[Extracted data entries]
= = = = =

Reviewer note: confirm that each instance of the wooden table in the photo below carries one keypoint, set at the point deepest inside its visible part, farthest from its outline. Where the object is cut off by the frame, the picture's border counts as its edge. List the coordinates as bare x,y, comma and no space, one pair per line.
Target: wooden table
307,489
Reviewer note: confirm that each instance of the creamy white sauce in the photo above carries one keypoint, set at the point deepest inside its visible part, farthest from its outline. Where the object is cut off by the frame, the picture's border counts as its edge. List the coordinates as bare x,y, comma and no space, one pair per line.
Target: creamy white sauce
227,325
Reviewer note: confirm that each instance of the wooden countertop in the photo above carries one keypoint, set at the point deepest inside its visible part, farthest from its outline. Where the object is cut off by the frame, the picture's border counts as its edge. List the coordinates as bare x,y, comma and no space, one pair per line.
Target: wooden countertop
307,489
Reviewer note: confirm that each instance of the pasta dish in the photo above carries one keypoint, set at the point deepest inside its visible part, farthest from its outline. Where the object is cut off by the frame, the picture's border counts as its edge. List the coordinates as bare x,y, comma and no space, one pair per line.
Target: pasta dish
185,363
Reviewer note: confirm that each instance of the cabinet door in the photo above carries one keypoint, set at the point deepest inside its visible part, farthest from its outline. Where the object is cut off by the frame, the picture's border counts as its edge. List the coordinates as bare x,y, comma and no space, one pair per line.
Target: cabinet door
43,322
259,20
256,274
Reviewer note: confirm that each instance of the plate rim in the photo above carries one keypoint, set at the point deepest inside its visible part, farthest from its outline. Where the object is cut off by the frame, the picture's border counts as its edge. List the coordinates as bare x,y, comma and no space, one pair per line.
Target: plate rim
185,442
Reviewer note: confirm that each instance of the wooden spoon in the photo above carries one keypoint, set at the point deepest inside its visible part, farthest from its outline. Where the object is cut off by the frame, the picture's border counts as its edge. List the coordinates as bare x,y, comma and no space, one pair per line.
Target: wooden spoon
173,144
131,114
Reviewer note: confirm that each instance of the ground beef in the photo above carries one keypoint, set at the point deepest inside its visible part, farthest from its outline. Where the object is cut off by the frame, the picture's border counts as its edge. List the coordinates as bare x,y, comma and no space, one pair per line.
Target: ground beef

= = = = =

- WHAT YOU SHOULD DO:
Output every line of the entries above as a JSON list of strings, one string per line, with blank lines omitted.

- ANSWER TO THE EXERCISE:
[
  "Reviewer note: confirm that each instance of the wooden table in the photo below carries one keypoint, set at the point deepest inside its visible part, farthest from its outline. Where the object is cut off by the frame, the picture's border counts as its edge. List the coordinates as bare x,y, comma and no space, one pair per line.",
  "Target: wooden table",
  "307,489",
  "Reviewer note: confirm that each instance of the creamy white sauce in the photo above carries one keypoint, set at the point deepest inside its visible part, farthest from its outline. Where the object is cut off by the frame, the picture's border counts as its edge. List the coordinates as bare x,y, comma and no space, one pair per line.",
  "Target: creamy white sauce",
  "227,325",
  "Reviewer note: confirm that each instance of the wooden countertop in the photo above carries one keypoint, set at the point deepest inside its visible part, farthest from its outline. Where the object is cut off by the frame, the picture's border counts as its edge. List the coordinates as bare x,y, comma and no space, one pair per line.",
  "Target: wooden countertop",
  "307,489",
  "Reviewer note: confirm that each instance of the pasta dish in the photo above carries one keypoint, set at the point deepest inside its visible part, farthest from its outline. Where the object is cut off by the frame, the picture's border counts as its edge. List the coordinates as bare x,y, comma and no space, one pair per line.",
  "Target: pasta dish",
  "185,363",
  "Reviewer note: confirm that each instance of the cabinet door in the photo above carries one keypoint, set at the point deepest inside its visible part, farthest from its outline. Where the object is cut off by the frame, the picture's border counts as its edge. List the coordinates as bare x,y, comma and no space, one pair per line.",
  "Target: cabinet door",
  "43,322",
  "259,20",
  "256,274",
  "Reviewer note: confirm that each instance of the plate rim in the photo above carries one keypoint, set at the point deepest inside its visible part, farthest from its outline. Where the object is cut off by the frame, the picture's border counts as its edge. List the coordinates as bare x,y, comma and no space, one pair per line.",
  "Target: plate rim",
  "185,442",
  "Reviewer note: confirm that each instance of the wooden spoon in the photo above carries one keypoint, set at the point deepest inside its visible part, farthest from its outline. Where the object is cut off by the frame, the picture's border counts as its edge. List the coordinates as bare x,y, comma and no space, one pair per line.",
  "Target: wooden spoon",
  "173,144",
  "131,114",
  "Reviewer note: confirm that each instance of the ground beef in the photo above carries one keypoint, set at the point deepest inside its visible part, farthest from its outline. Where the object is cut off by the frame, the picture's border counts as its edge. List the coordinates as bare x,y, comma and no space, one pair per line.",
  "Target: ground beef"
]